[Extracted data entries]
___

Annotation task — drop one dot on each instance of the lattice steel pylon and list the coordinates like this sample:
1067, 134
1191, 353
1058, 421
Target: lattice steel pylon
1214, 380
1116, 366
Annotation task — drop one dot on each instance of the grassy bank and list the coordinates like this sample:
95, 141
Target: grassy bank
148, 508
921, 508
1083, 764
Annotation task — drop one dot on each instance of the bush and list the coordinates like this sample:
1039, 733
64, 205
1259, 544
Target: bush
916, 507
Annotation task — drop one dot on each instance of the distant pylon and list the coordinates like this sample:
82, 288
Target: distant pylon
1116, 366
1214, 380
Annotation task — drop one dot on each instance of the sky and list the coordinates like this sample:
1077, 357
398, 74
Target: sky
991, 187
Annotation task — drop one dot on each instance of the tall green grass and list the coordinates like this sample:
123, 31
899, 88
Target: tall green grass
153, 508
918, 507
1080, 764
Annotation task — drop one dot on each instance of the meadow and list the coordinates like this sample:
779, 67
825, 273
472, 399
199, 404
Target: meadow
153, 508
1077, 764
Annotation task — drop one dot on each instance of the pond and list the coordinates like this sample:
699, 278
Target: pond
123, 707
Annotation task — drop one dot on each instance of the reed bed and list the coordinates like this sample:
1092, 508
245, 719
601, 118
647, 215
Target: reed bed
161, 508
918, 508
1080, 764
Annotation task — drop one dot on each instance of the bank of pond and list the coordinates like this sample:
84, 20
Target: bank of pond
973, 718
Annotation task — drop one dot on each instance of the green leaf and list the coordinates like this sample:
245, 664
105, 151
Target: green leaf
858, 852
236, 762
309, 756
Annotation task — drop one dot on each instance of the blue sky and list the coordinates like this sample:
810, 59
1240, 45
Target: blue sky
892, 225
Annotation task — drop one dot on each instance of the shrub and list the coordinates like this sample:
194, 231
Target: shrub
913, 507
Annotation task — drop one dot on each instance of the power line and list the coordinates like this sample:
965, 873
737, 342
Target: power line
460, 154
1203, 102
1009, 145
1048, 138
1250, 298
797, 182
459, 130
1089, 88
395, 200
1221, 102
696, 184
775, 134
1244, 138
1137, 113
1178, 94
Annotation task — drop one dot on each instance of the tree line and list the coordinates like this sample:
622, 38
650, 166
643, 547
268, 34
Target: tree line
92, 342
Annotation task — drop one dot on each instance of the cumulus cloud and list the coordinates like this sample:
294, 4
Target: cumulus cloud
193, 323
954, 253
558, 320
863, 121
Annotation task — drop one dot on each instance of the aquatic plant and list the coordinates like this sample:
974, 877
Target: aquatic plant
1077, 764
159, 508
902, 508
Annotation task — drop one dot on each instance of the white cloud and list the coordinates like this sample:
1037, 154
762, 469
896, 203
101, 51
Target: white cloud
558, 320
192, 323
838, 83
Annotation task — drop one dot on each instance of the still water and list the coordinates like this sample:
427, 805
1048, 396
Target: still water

___

» Assignment
Make an exact copy of every record listed above.

» Answer
Annotation task — drop one dot on each instance of the lattice steel pylon and list the coordinates like this sample:
1067, 134
1191, 353
1058, 421
Target: lattice steel pylon
1214, 380
1116, 366
Annotation task — drop one dot on each instance of the grassy bank and list the coordinates like this sample:
95, 141
Target: grassy bank
148, 508
921, 508
1083, 764
Annotation task — drop one dot on each instance of the bush and list the coordinates like this sample:
1039, 733
64, 205
1259, 544
Target: bush
916, 507
Annotation task — drop one dot on each instance of the distant pylon and list the coordinates like this sample:
82, 288
Target: distant pylon
1116, 366
1214, 380
Annotation task — drop one dot on each instance of the sky and list the coordinates like this sample:
1077, 357
398, 74
Target: sky
991, 187
Annotation task — drop one dot on each instance of the tall green grass and list the coordinates like this sample:
123, 31
899, 88
Target: tall green grass
153, 508
918, 507
1080, 764
Annotation task — drop one dot on each instance of the meadow and list the coordinates like this sample:
779, 67
825, 273
472, 399
199, 404
Target: meadow
153, 508
1077, 764
Annotation task — drop one dot on each instance of the pond and list the coordinates like this sample:
699, 278
Target: pond
123, 707
Annotation task — drop one dot on each instance of the reed bed and list the coordinates like this sample:
1092, 508
245, 719
601, 118
647, 215
Target: reed bed
161, 508
918, 508
1080, 764
Annotation task — drop one dot on each instance of the bank of pond and list the coordinates like this sample:
84, 20
Target: bank of pond
973, 718
Annotation task — drop one dot on each instance of the green leaf and list the coordinates like this sample:
245, 664
105, 151
Target: green leaf
858, 852
236, 762
309, 756
Annotation task — drop one dot on each instance of the blue sky and list the coordinates like this sample:
810, 59
1240, 45
Target: blue sky
892, 225
Annotation task — drop one dot on each instance of the shrub and list the coordinates like this sample:
194, 231
Target: shrub
913, 507
Annotation task — drop one dot on each instance of the power line and list the coordinates like this sample:
965, 873
737, 342
Target: power line
460, 154
1203, 102
1009, 145
1048, 138
1250, 298
797, 182
459, 130
1089, 88
395, 200
1221, 102
696, 184
775, 134
1244, 138
1137, 113
1178, 94
Annotation task — drop one dot on each instance of the tree line and list the coordinates like this sample:
622, 38
650, 166
643, 547
268, 34
Target: tree line
92, 342
Annotation task — drop one dot on each instance of the cumulus cloud and list the coordinates like this sample:
294, 4
Target: cumulus cloud
193, 323
954, 253
558, 320
863, 121
Annotation task — drop one dot on each instance of the aquatic plant and list the coordinates like this sample:
974, 877
Target: aquatic plant
1077, 764
159, 508
902, 508
Annotation task — drop one dot on each instance of the white cloud and list the coordinates like this sample:
1037, 154
762, 469
896, 203
101, 51
Target: white cloud
558, 320
192, 323
838, 83
Annotation task — drop one dot on each instance of the still water and list the coordinates like this sample:
427, 805
1048, 396
Target: still water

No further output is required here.